_ABOUT THIS TASK_.
Set down every record exactly as it appears.

○ ○ ○ ○

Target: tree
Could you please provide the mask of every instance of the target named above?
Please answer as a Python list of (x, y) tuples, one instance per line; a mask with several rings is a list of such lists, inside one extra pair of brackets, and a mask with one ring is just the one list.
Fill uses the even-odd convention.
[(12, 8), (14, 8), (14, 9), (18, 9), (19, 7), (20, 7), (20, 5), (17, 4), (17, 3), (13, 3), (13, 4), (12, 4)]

○ ○ ○ ○

_ANSWER TO THE EXERCISE_.
Target: tree
Could you please provide the mask of every instance of the target named above?
Please answer as a Python list of (x, y) tuples, one instance per line; a mask with several rings is a list of such lists, inside one extra pair of brackets, and a mask with one ring is just the one list.
Fill uses the even-odd convention.
[(12, 8), (14, 8), (14, 9), (18, 9), (19, 7), (20, 7), (20, 5), (17, 4), (17, 3), (13, 3), (13, 4), (12, 4)]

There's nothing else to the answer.